====== Provided records

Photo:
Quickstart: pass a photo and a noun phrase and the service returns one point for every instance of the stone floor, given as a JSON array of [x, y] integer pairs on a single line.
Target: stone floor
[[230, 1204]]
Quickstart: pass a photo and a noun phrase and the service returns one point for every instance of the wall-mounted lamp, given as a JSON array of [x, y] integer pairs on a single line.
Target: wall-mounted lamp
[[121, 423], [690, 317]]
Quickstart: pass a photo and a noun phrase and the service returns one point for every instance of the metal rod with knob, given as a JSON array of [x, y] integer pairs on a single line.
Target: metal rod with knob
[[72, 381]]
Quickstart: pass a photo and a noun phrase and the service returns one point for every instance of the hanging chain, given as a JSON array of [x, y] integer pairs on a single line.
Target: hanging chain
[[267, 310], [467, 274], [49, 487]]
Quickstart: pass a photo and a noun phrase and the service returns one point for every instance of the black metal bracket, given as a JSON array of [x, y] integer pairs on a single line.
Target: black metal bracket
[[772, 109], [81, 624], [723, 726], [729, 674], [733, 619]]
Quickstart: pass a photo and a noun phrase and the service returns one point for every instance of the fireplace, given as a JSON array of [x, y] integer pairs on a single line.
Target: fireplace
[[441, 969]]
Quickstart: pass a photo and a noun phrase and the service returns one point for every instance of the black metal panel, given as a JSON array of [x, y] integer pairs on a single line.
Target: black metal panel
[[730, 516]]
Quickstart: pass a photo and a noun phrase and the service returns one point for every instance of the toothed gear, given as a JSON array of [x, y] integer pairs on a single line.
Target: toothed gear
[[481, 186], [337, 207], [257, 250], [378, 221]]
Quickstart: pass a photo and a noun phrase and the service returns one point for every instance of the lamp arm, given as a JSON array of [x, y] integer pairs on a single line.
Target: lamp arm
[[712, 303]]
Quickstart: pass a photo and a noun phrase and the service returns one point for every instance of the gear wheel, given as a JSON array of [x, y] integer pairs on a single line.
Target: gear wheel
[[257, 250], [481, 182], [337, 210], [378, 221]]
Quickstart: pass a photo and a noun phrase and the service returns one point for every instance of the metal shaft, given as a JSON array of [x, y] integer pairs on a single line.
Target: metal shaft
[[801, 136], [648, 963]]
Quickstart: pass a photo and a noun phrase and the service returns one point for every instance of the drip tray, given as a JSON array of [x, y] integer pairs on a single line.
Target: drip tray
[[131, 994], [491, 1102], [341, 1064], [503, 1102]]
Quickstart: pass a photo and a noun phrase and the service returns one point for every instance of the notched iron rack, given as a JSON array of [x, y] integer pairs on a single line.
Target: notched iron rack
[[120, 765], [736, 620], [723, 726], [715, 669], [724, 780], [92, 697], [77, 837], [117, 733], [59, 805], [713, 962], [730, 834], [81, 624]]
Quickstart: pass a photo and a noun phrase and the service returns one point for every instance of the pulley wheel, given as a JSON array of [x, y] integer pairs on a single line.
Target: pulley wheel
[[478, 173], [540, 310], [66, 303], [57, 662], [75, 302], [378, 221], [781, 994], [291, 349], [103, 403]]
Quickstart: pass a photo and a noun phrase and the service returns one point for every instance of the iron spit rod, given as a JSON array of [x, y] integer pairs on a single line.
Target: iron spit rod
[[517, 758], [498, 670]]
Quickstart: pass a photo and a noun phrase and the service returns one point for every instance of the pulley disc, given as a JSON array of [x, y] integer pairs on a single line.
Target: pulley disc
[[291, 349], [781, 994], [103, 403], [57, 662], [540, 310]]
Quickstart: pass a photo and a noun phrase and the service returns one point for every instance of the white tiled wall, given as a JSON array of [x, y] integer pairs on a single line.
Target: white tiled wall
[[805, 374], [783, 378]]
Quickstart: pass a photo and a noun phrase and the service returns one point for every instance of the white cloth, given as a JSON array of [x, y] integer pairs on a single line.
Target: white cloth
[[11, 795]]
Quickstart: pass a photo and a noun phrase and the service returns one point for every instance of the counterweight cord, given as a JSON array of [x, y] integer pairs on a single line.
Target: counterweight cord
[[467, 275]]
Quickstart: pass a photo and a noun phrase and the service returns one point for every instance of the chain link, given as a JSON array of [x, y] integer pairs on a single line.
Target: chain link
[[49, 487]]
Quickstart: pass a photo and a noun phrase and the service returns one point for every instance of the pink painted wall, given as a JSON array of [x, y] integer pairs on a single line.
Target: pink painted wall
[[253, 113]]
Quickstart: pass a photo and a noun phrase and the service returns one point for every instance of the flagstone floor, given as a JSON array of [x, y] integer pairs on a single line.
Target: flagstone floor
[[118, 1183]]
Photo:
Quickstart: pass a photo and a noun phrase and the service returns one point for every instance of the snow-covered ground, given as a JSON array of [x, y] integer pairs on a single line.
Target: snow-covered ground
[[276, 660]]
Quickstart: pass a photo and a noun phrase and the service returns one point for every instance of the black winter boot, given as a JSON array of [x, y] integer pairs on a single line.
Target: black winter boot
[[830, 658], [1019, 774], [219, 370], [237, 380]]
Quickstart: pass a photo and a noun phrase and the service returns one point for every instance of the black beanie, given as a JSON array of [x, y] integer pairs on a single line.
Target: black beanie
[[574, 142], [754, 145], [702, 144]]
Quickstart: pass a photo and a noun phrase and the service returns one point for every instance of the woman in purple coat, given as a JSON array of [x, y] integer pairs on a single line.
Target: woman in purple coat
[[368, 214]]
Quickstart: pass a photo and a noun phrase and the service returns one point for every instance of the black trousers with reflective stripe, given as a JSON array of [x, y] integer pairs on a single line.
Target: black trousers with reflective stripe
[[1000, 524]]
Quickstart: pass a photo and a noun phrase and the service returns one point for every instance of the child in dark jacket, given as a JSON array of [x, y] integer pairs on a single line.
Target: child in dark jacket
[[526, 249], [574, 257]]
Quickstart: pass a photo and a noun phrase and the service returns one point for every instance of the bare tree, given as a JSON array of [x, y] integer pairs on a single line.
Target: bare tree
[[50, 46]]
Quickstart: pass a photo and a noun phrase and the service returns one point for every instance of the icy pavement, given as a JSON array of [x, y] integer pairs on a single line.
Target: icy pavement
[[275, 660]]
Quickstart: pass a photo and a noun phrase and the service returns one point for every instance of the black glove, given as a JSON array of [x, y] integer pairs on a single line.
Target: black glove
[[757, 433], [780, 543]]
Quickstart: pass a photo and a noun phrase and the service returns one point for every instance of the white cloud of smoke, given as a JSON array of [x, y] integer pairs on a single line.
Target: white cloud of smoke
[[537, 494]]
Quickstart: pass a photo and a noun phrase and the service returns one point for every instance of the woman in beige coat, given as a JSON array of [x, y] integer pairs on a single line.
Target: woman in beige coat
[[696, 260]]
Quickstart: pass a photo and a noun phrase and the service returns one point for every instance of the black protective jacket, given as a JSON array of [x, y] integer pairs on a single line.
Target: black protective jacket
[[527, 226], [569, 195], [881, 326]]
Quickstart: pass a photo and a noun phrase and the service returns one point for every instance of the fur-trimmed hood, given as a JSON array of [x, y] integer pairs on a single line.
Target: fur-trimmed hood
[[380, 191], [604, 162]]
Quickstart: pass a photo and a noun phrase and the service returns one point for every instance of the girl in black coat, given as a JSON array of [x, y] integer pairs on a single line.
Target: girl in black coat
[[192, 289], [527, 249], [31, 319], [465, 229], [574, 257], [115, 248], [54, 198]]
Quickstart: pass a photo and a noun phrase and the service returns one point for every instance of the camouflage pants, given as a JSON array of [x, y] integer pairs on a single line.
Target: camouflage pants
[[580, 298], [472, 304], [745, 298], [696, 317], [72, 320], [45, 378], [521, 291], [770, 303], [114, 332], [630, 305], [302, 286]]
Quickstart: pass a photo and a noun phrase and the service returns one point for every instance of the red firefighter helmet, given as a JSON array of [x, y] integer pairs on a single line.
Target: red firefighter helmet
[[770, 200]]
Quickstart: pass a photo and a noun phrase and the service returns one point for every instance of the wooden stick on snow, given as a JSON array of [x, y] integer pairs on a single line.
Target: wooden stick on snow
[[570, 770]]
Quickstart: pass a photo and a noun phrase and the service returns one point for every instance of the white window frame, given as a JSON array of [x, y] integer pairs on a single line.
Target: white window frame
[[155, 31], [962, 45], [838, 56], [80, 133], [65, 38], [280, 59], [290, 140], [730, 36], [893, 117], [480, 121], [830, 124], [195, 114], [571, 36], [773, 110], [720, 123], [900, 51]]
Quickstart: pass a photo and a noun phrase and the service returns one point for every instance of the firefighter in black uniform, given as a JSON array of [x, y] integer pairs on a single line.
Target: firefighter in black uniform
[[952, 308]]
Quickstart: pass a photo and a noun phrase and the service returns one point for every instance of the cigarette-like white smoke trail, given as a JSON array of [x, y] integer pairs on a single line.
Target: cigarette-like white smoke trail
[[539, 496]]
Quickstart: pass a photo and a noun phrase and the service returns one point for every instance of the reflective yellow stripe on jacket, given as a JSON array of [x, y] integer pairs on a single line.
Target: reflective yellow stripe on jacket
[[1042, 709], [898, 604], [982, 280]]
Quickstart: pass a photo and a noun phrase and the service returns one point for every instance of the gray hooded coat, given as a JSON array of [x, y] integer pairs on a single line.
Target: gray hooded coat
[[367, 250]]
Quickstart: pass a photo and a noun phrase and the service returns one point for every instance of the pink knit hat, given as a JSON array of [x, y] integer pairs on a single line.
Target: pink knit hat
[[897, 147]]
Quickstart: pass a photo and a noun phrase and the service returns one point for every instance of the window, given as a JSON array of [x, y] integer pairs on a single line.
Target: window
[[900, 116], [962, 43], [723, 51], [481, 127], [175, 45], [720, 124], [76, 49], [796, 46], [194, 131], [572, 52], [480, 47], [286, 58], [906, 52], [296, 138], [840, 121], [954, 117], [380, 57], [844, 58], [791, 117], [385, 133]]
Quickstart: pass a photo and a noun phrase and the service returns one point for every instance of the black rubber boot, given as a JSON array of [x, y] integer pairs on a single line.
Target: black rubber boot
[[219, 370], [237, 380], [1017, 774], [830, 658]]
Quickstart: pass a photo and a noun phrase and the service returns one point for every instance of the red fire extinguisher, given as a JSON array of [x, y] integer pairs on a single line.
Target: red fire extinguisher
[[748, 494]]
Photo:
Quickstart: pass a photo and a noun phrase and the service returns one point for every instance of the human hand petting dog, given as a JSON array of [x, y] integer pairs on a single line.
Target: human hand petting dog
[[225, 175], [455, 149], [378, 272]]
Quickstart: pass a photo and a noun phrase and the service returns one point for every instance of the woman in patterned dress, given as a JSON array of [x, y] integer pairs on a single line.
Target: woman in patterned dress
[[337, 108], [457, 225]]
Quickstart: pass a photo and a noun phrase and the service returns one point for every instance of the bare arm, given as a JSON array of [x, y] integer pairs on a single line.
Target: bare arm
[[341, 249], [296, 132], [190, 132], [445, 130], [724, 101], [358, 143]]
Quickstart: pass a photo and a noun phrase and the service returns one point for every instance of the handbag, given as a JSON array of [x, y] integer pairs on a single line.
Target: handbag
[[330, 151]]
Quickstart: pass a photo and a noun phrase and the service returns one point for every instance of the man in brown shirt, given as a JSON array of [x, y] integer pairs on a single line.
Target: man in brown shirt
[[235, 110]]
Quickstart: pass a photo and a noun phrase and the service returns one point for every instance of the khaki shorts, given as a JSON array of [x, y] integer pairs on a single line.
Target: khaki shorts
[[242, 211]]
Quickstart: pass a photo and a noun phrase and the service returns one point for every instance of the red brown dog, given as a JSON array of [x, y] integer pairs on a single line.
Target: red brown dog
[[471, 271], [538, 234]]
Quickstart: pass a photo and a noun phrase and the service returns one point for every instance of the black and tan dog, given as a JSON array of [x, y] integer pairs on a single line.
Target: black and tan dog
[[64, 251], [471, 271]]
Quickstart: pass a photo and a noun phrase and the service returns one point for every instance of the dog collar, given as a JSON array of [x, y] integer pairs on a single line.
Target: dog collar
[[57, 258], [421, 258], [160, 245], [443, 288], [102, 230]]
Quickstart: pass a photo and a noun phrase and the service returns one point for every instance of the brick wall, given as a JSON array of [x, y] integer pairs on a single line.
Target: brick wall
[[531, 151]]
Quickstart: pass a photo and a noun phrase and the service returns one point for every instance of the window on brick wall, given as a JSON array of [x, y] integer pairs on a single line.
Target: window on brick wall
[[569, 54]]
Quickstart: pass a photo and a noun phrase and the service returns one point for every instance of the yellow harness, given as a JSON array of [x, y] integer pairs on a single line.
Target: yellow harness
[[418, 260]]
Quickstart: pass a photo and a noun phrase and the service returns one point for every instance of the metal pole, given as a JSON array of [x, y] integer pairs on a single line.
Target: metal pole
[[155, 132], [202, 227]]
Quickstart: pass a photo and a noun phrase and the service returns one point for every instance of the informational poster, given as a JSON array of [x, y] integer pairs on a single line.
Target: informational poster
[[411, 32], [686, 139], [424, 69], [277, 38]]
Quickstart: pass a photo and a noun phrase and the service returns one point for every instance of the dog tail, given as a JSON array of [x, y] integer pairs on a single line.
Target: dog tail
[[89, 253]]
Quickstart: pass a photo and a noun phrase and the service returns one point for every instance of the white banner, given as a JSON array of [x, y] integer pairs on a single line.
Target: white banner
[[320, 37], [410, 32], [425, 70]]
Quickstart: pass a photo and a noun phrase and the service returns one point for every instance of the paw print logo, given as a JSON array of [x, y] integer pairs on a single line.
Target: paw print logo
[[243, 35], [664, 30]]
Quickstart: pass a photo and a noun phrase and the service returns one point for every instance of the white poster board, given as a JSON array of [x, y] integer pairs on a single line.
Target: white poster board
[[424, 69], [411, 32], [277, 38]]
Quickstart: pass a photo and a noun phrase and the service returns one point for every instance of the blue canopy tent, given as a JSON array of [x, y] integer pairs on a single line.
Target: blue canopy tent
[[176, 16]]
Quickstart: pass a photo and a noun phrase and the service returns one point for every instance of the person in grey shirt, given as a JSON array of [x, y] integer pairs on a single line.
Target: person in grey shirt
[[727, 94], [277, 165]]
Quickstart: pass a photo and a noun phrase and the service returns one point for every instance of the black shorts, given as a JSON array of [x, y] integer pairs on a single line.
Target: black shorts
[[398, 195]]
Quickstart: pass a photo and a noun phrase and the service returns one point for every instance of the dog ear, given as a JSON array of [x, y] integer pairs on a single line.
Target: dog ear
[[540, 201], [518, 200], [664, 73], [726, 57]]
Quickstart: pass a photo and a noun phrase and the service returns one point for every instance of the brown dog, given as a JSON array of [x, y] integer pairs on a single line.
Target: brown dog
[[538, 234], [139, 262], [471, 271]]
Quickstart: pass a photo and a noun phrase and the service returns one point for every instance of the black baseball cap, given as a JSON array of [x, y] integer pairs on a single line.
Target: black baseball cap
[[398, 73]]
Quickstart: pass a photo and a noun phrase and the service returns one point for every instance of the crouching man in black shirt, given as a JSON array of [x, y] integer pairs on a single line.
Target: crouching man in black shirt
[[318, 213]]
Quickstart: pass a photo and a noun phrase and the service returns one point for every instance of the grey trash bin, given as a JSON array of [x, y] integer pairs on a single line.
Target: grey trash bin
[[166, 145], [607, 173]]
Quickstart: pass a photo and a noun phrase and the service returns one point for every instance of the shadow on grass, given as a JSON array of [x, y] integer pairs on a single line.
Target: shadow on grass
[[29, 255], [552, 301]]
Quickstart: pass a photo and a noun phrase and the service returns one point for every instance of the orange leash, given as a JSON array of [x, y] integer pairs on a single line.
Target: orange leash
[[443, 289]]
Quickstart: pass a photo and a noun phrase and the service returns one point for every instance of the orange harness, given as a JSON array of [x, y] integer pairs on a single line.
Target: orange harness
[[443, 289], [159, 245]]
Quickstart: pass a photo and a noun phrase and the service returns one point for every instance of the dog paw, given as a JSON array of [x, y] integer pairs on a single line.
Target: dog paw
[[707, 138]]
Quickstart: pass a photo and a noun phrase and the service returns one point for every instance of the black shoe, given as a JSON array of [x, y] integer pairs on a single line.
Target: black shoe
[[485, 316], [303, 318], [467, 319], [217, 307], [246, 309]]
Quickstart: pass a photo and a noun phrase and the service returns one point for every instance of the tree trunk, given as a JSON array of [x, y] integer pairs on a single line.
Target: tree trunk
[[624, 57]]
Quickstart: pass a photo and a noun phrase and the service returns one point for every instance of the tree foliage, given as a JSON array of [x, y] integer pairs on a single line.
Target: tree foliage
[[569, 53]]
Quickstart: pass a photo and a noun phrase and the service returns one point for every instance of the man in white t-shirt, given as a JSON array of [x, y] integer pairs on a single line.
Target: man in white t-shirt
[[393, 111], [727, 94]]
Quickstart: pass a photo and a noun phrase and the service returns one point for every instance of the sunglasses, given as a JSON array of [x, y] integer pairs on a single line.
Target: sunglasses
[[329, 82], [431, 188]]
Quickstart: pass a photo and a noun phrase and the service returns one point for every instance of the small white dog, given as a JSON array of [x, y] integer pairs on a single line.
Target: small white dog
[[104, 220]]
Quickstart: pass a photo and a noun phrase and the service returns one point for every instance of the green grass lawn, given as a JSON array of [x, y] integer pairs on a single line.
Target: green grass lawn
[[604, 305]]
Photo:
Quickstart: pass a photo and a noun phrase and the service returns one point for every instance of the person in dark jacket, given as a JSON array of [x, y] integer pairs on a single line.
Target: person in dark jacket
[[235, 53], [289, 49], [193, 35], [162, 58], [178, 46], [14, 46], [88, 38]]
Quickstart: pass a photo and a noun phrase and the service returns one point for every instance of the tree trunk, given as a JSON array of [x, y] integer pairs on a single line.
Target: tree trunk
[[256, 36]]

============

Go through the records from the first line and copy each one exactly, ending after the line that contains "the metal rod". Give nothing else.

=== Task solution ===
Photo:
Quickstart: pass a photo and a noun phrase and the service returns one point for every instance of the stone floor, given as a JSON array of [x, y] integer pairs on a single line.
Target: stone floor
[[230, 1204]]
Quickstart: pass a photo and a noun phrase and the service returns one point for every instance of the wall-mounted lamp, given as a JSON array of [x, y] integer pairs on a single line.
Target: wall-mounted lamp
[[121, 423], [690, 317]]
Quickstart: pass a photo and a noun phrase and the service returns one point for every instance of the metal rod with knob, given as a JSON array of [x, y] integer pairs on a single line.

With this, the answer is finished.